* [Dataset]
● ● ●

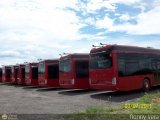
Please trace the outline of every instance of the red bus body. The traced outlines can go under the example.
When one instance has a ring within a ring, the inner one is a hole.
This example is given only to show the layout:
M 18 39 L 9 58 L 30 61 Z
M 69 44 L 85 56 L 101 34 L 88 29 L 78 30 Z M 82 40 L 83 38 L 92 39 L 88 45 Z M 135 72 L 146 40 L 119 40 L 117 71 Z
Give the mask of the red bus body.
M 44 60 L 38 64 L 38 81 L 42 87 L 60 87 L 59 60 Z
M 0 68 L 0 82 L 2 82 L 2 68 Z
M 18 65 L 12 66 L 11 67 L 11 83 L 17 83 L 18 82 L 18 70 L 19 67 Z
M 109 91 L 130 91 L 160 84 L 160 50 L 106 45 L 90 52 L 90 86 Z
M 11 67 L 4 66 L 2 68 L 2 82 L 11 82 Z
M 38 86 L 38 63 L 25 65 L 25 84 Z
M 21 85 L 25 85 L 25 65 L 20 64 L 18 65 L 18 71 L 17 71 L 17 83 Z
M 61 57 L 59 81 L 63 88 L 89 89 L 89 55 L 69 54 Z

● ● ●

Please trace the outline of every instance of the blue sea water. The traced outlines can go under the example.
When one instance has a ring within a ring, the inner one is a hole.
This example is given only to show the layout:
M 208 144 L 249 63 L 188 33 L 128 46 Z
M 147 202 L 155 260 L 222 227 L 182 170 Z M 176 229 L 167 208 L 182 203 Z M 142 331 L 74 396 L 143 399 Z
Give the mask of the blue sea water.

● ● ●

* [Exercise directions]
Check each line above for the word "every", and give only the number of lines that contain it.

* [Reply to the exercise]
2